(Supplied information):
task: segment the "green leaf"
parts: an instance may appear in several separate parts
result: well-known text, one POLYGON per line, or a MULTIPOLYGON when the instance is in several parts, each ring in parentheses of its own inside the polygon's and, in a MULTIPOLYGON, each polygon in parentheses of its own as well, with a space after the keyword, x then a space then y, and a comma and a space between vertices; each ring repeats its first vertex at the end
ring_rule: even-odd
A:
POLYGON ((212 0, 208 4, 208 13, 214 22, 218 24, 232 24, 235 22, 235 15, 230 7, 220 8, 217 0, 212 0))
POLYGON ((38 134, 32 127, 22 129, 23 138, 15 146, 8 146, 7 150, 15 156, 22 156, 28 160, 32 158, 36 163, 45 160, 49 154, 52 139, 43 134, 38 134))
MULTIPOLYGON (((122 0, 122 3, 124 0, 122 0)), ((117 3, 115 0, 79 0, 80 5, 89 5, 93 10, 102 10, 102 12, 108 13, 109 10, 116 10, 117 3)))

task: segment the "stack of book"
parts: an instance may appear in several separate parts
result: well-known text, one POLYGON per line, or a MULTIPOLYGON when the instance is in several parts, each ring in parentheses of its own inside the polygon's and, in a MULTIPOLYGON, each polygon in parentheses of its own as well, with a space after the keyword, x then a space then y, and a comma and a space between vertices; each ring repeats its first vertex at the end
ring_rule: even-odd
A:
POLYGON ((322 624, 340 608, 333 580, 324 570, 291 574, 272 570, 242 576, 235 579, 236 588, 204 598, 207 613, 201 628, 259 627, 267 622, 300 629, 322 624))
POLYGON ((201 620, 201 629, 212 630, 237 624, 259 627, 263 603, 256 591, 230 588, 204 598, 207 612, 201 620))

(Exercise details):
Wherever a line in the records contains the word "task", copy that line.

(Result for this exercise):
task: segment the "green leaf"
task: segment the "stack of book"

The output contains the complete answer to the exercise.